▶ Parts of the exercise
1. Answer from the CQL forum thread, one line per question:
(a) Which values does bar_type ever take in the data?
(b) What principle would be broken by using generator names as data?
(c) What function does the reply suggest the new typeside include?
2. Please duplicate the CQL forum thread between "Ah, good question: the" and "distinguish isomorphic databases.", inclusive.

CategoricalData / CQL

Categorical Query Language IDE
http://categoricaldata.net
299 stars 23 forks source link

How to constrain the id of a generator given an existing instance? #46

Closed o1lo01ol1o closed 4 years ago

o1lo01ol1o commented 4 years ago

Sorry if this is not the place for these questions, but I couldn't figure this out from the examples.

I have a dataset from postgres that has a number of columns defined as non-sequential, integer-valued enumerations. Elsewhere, there is documentation on each of element of these enumerations. How can I import the data from jdbc and ensure that the appropriate generators use the correct id values for the correct multi equations?

For example, say I had the following:


schema S = literal : sql {
    entities
        Foo 
        Bar
    foreign_keys
        bar_type : Foo -> Bar
    attributes
        bar_type_description : Bar -> Varchar 
 }

instance J = import_jdbc "jdbc:postgresql://localhost/foo"  : S {
    Foo -> 
        "
        SELECT row_number() OVER () as id
          , cast(bar_type as integer) as bar_type
          from foo
        "
        Bar -> "
           SELECT cast(bar_type as integer) as id,
           null as bar_type_description 
           from foo
           "
}

instance BarTypes = literal : S {
    imports 
        J
    generators 
        b1 b3 b1111 : Bar
    multi_equations 
    bar_type_description -> {b1 Bur, b3 Bhar, b1111 Bargh}

}

And in the data bar_type is only ever one of 1, 3, 1111; I'd like to make sure that the multi equations provide the correct string for the correct id.

wisnesky commented 4 years ago

Ah, good question: the answer is, you can’t. CQL will not allow you to use generator names as data, as that would break the principle that no CQL query can distinguish isomorphic databases.

Instead, anything that you want to be treated as data must be imported as an attribute. Think of the “id” column being imported as a “meaningless autogenerated row identifier” used only to connect foreign keys. If you want to get access to the value, you’ll need an attribute, which you can then populate using the id column. As your data migrates, these generators will change, but the value held in the attribute will not.

It looks like the description is a derived attribute. There’s a number of ways to approach your problem, but probably the simplest way, based on your description of only having a few input types and having conditional logic, is to define a new typeside, say sql’, that includes a function lookup : Varchar -> Varchar (or similar). Its body would say something like “if input[0] == 1 then Alice else if input[0] == 2 then bob else throw error” or similar. Anywhere that CQL accepts the sql typeside it should also accept sql’; if not, please report.

▶ Record excerpts
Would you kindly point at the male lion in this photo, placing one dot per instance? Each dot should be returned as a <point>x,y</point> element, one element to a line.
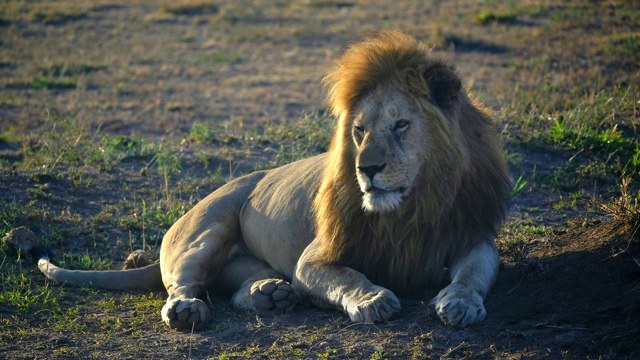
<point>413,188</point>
---
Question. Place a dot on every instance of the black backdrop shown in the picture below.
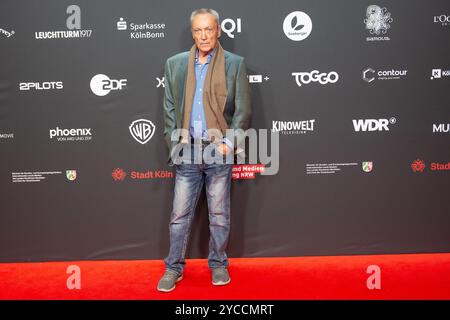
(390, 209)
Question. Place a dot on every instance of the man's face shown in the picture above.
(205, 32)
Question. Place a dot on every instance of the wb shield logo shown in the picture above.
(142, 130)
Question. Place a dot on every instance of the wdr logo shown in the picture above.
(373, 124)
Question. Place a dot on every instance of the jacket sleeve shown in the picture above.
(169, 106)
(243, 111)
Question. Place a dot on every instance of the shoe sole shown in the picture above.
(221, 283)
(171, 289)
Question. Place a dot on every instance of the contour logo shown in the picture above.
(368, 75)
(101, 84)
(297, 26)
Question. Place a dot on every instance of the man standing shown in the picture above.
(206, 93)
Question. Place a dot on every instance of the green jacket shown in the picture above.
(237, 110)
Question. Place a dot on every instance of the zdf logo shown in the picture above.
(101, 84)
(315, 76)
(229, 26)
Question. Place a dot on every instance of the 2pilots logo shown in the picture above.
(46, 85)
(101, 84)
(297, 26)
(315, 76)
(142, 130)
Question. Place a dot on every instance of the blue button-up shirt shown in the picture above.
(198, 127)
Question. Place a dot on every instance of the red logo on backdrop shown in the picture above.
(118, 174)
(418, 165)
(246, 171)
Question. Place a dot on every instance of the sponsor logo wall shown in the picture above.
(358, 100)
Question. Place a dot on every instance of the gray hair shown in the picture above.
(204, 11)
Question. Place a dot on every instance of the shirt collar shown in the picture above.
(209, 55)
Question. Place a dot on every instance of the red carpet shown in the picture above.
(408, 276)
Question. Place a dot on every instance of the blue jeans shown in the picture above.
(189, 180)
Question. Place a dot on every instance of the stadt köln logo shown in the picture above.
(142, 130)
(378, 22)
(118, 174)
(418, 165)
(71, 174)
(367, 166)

▶ The solutions
1.
(a) 1, 3, and 1111.
(b) That no CQL query can distinguish isomorphic databases.
(c) lookup : Varchar -> Varchar (or similar).

2.
Ah, good question: the answer is, you can’t. CQL will not allow you to use generator names as data, as that would break the principle that no CQL query can distinguish isomorphic databases.